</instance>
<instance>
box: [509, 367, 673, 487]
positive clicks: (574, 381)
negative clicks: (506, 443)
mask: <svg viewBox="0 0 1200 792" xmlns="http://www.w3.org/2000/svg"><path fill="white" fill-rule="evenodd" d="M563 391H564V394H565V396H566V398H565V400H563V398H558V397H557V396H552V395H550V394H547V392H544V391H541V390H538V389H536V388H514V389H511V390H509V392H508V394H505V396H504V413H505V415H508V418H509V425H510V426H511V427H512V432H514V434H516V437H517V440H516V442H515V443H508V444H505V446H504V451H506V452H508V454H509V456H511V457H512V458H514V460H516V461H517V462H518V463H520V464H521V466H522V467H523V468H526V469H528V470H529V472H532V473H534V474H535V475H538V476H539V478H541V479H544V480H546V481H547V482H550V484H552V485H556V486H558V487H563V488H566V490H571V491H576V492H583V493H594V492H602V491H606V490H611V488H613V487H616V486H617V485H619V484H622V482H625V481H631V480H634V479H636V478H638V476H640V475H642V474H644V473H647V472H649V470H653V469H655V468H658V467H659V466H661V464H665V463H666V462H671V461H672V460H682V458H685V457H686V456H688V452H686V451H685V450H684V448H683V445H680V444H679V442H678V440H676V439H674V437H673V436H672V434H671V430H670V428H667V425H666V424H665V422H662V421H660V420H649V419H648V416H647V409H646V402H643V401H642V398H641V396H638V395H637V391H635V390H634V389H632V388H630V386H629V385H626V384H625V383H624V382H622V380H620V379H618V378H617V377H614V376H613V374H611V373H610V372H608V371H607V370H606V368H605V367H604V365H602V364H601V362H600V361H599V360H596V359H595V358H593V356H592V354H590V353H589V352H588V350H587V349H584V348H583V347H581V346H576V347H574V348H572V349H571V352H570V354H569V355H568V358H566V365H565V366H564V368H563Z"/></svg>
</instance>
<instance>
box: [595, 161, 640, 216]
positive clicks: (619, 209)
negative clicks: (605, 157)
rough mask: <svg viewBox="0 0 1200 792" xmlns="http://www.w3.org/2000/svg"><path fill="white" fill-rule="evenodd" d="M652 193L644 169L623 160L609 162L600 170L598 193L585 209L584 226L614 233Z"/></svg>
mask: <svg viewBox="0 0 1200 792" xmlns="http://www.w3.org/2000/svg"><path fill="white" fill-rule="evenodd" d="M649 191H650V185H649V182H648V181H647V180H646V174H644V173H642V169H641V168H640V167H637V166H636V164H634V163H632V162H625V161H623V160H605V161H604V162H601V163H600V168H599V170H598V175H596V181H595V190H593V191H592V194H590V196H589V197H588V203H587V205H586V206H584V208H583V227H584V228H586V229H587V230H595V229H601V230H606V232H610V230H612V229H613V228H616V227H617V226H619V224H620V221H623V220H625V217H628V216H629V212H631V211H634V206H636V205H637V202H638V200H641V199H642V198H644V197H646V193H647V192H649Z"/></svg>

(Exercise):
Reproduce all the data above, changing every "negative clicks" to "background clicks" and keeping everything else the same.

(Solved problem):
</instance>
<instance>
box: [509, 367, 673, 487]
positive clicks: (574, 381)
background clicks: (506, 443)
mask: <svg viewBox="0 0 1200 792" xmlns="http://www.w3.org/2000/svg"><path fill="white" fill-rule="evenodd" d="M563 391H564V394H565V396H566V398H565V400H563V398H558V397H557V396H552V395H550V394H547V392H544V391H541V390H538V389H536V388H514V389H511V390H509V392H508V394H505V396H504V413H505V415H508V418H509V425H510V426H511V427H512V432H514V434H516V437H517V440H516V442H515V443H508V444H505V446H504V451H506V452H508V454H509V456H511V457H512V458H514V460H516V461H517V462H518V463H520V464H521V466H522V467H523V468H526V469H528V470H529V472H532V473H534V474H535V475H538V476H539V478H541V479H544V480H546V481H547V482H550V484H552V485H556V486H558V487H563V488H566V490H571V491H576V492H583V493H594V492H602V491H606V490H611V488H613V487H616V486H617V485H619V484H622V482H625V481H631V480H634V479H636V478H638V476H640V475H642V474H644V473H647V472H649V470H653V469H655V468H658V467H659V466H661V464H665V463H666V462H671V461H672V460H682V458H685V457H686V456H688V452H686V451H685V450H684V448H683V445H680V444H679V442H678V440H676V439H674V437H673V436H672V434H671V430H670V428H667V425H666V424H665V422H662V421H660V420H649V419H648V416H647V409H646V402H643V401H642V398H641V396H638V395H637V391H635V390H634V389H632V388H630V386H629V385H626V384H625V383H624V382H622V380H620V379H618V378H617V377H614V376H613V374H611V373H610V372H608V371H607V370H606V368H605V367H604V365H602V364H601V362H600V361H599V360H596V359H595V358H593V356H592V354H590V353H589V352H588V350H587V349H584V348H583V347H581V346H576V347H574V348H572V349H571V352H570V354H569V355H568V358H566V365H565V366H564V368H563Z"/></svg>
</instance>
<instance>
box: [595, 161, 640, 216]
positive clicks: (619, 209)
background clicks: (605, 157)
rough mask: <svg viewBox="0 0 1200 792" xmlns="http://www.w3.org/2000/svg"><path fill="white" fill-rule="evenodd" d="M652 193L644 169L623 160L609 162L600 170L598 193L585 209L584 226L614 233Z"/></svg>
mask: <svg viewBox="0 0 1200 792" xmlns="http://www.w3.org/2000/svg"><path fill="white" fill-rule="evenodd" d="M649 191H650V185H649V182H648V181H647V180H646V174H644V173H642V169H641V168H640V167H637V166H636V164H634V163H632V162H625V161H623V160H605V161H604V162H601V163H600V168H599V170H598V175H596V181H595V190H593V191H592V194H590V196H589V197H588V203H587V205H586V206H584V208H583V227H584V228H586V229H587V230H595V229H601V230H606V232H610V230H612V229H613V228H616V227H617V226H619V224H620V221H623V220H625V217H628V216H629V212H631V211H634V206H636V205H637V202H638V200H641V199H642V198H644V197H646V193H647V192H649Z"/></svg>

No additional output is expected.